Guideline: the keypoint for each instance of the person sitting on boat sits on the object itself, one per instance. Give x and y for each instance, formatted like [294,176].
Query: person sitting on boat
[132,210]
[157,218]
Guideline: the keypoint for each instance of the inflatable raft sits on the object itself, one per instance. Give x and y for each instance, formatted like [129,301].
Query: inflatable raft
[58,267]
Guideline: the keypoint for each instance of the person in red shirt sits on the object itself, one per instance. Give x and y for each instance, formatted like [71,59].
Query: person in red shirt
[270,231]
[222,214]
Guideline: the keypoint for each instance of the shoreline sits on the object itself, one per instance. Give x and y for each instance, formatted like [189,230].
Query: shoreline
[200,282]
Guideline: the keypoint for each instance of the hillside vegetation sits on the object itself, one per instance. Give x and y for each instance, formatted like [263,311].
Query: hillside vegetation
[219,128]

▸ INSTRUCTION:
Arrange the items above as a two-column CSV with the header instruction,points. Give one row per item, with the item's full text under instruction and its answer under points, each in a single quoted field with line breaks replaced by spaces.

▸ RESULT OF THIS TASK:
instruction,points
"Guideline: the keypoint for each instance of the person sitting on boat sits on the object itself, one per instance. Give x and y for each instance, formatted like [294,176]. Query: person sitting on boat","[132,210] [157,218]"
"Guideline: the keypoint for each instance of the inflatable raft sits on the object itself, one per instance. Give x and y for each instance, formatted like [129,301]. Query: inflatable raft","[58,267]"
"Guideline: the keypoint for each instance of the person in red shirt sits on the object itself, one per instance. Give x and y for each instance, formatted like [71,59]. Query: person in red shirt","[270,231] [222,214]"
"Guideline: the keypoint for each instance of the shoreline sits on the object itself, one per instance. Give x and y for each instance, formatted like [189,230]. Query: shoreline","[200,282]"
"Guideline: the keypoint for each instance of the hillside vegetation sits on the object itself, one per instance. Give x and y for each instance, formatted like [263,311]. Query: hillside vegetation","[219,128]"